------ Vorgegebener Text

Zwei Welten die auseinander prallen und Konflikte dadurch unvermeidbar werden. Persönlich darf man diese Unpünktlichkeit als Deutscher nicht nehmen. Ich habe mir sagen lassen das Warten zum täglichen Leben der Araber dazugehört. Ein großer Teil des Alltages der Menschen in arabischen Ländern besteht aus Leerlauf. Unverständlich für uns tüchtige Deutsche aber irgendwie auch interessant. Viel Zeit gratis zwischendurch.

Das Leben wäre so viel entspannter und entschleunigter wenn einfach mehr Zeit zwischen den Aktivitäten liegen würde. Wie oft hetzte ich von einem Ort zum anderen und wie viel Energie muss ich manchmal aufbringen um meinem Kalender und meiner To-Do-Liste gerecht zu werden?

Sicher, wir schaffen sehr viel mehr an einem Tag, wenn wir die 24 Stunden so effektiv nutzen wie es uns möglich ist. Doch geht uns dabei nicht auch etwas verloren? Zum Beispiel ein bewusstes Wahrnehmen unseres Tages?

------------
------ Ausgewählte Datensätze

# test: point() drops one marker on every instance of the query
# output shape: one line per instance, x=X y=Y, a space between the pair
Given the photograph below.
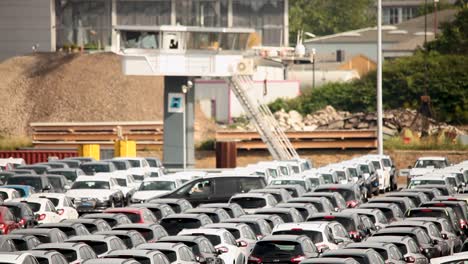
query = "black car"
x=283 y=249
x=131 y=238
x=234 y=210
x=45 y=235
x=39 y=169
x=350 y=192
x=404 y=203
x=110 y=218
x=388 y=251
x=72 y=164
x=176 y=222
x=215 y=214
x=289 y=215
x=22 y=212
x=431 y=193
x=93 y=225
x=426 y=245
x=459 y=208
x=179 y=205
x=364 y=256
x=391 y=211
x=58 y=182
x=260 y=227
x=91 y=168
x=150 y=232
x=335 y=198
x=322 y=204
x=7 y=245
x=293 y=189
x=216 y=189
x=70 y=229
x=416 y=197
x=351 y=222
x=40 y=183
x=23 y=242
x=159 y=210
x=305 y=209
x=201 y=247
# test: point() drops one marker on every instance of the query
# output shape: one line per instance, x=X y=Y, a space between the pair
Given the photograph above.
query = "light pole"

------------
------ Ausgewählte Datensätze

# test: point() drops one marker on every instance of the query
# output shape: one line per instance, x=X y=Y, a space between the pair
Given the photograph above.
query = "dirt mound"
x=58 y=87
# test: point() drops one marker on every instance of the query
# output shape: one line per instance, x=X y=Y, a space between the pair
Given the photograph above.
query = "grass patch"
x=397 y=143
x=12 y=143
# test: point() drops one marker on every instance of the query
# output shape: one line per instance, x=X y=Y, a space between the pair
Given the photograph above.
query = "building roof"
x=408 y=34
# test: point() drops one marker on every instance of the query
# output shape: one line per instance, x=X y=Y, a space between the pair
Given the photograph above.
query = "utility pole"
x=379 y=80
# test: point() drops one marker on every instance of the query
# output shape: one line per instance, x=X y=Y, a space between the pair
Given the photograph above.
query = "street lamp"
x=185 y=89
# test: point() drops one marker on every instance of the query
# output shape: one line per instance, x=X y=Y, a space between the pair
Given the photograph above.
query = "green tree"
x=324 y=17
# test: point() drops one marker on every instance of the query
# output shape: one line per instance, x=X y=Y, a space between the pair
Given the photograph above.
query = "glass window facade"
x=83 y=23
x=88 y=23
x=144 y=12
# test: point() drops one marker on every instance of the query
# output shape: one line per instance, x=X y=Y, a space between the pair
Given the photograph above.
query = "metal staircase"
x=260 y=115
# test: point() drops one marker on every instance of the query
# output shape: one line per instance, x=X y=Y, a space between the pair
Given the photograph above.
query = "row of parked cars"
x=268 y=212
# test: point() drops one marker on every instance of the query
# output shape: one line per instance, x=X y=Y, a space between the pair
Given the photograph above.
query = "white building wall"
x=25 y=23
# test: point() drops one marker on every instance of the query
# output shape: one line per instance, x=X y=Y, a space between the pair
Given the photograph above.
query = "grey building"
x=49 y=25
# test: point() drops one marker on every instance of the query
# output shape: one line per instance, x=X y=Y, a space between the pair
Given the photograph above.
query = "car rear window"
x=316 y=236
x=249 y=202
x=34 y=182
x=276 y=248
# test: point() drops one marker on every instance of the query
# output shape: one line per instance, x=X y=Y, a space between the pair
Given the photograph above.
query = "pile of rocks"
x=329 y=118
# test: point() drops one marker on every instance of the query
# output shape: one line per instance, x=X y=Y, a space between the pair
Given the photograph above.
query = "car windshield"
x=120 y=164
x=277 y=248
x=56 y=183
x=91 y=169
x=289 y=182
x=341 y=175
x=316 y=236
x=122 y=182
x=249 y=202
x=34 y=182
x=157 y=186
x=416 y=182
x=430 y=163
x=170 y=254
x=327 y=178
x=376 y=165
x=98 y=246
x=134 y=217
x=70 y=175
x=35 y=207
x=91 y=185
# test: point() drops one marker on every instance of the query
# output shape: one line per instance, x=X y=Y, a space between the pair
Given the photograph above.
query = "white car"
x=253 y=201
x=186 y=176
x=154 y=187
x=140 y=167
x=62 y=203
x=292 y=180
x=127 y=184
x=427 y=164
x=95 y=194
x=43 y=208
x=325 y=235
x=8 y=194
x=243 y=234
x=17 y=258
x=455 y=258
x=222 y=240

------------

Was gehört laut dem Text über Unpünktlichkeit und Zeit zum täglichen Leben der Araber?

• **Lösung**:
Das Warten.